### Excerpt to read:
In my mind’s eye, I see a towering mountain range as ominous as any of the Rocky Mountains. It looms over our house. Its shadow reaches into my bedroom window. But shade is a good thing in Southern California and this hill is the place to which my brothers and I escape every chance we get. This is our hill.

Cactus covers the side that faces our house. The cactus conceals a cave among the thorns from which my brothers and I launch daring raids as pirates, cattle rustlers or gangsters. The back side of the hill is smooth and bare. Perfect for sliding down in cardboard boxes. There’s an abandoned car at the foot of our hill and next to it reeds and a bit of shallow water which we dub Crash Car Lake.

Montebello hill
Dad, Mike and Phil in front of our hill circa 1965. Photo credit: must be Mom

In my memory, our hill is vast and untamed. This photo tells me our playground was more like a bit of scrub. This is Dad and my brothers standing in the driveway of our home in Montebello. Behind them, you see an empty piece of land. It’s just panting for developers. Soon enough, they arrive.

Today, our old hill is covered in McMansions. The old neighborhood looks a lot nicer than I remember it. The houses are freshly painted and the gardens are neat. There are no junk cars staining the driveways. It’s awfully quiet, too. Where are the kids popping wheelies on their banana seat bikes?

### Dataset section:
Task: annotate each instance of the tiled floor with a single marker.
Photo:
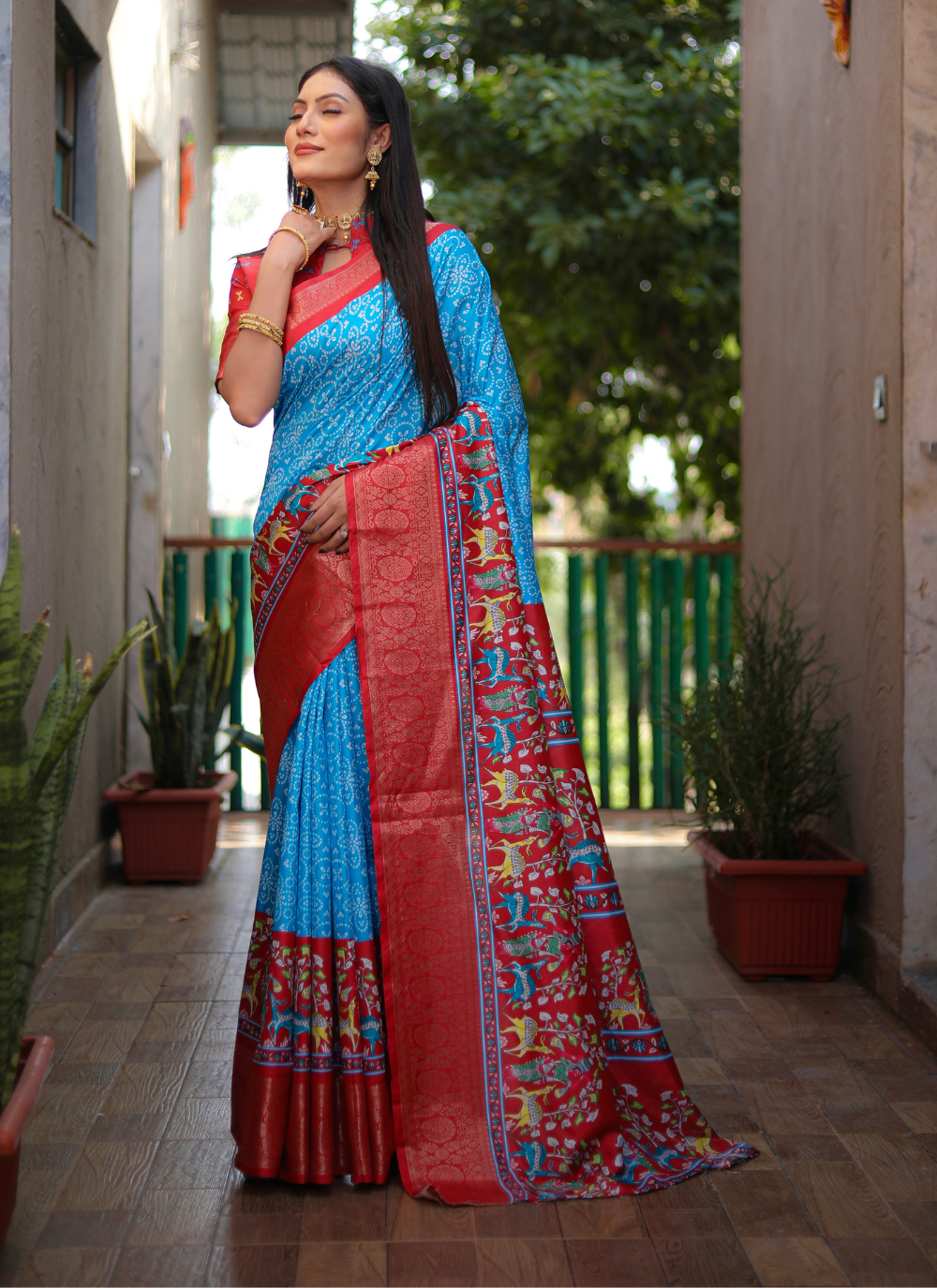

### Task instructions:
A – Translate into Spanish this sentence from the passage about the childhood hill: "Cactus covers the side that faces our house."
B – According to the passage about the childhood hill, what roles do the brothers play when they launch raids from the cave? List all of them.
C – Continue the passage about the childhood hill after its final sentence.

### Task-by-task results:
A – Los cactus cubren el lado que da a nuestra casa.

B –
- Pirates
- Cattle rustlers
- Gangsters

C –
In the wilds of Montebello

When I was a kid, Montebello was so far out of town that no freeway reached it. I can remember walking on the Pomona Freeway while it was still under construction.

My brothers and I had a penchant for construction. As our hill transformed into a suburban tract, we played among the skeleton homes. We dumped out bags of cement, broke windows and ripped the wiring. This was no protest against the loss of our playground or urban creep. We were just bad kids.

bougainvillea
Bougainvillea. Photo credit: Karen Kao

When we weren’t out destroying public property, my brothers and I played in our backyard. Our house backed onto a slope covered in ice plants. The name refers to the shimmer of these succulents as if covered in ice. We broke off leaves to write on the retaining wall or the concrete patio. The words would gleam briefly before evaporating in the Southern California sun.

I had forgotten that ice plants produce daisy-like flowers. The slope must have been beautiful when the ice plants were in bloom. I remember instead the wall of bougainvillea that separated our home from our neighbors, the Dawdeits. Wherever I see bougainvillea — be it Capri or Saigon or Alhambra — I think of home.

You can’t go home again

My parents moved from Montebello the same year I left for Amsterdam. In the 30 odd years since, I’ve rarely ventured to the old place. There didn’t seem to be much of a reason to do so.

But now that Dad has died, Mom will be leaving the Southland. Once she moves, I cannot foresee returning to the LA area anytime soon. So this is my chance to revisit Montebello and the memories it holds for me.

Smell is a powerful receptor of memory. Rain on hot asphalt will always remind me of my maternal grandfather and Taiwan. For the restaurant critic Tejal Rao, cardamom reminds her of her favorite grandfather who used to chew the pods to freshen his breath. So now you want to know, what are the smells of Montebello?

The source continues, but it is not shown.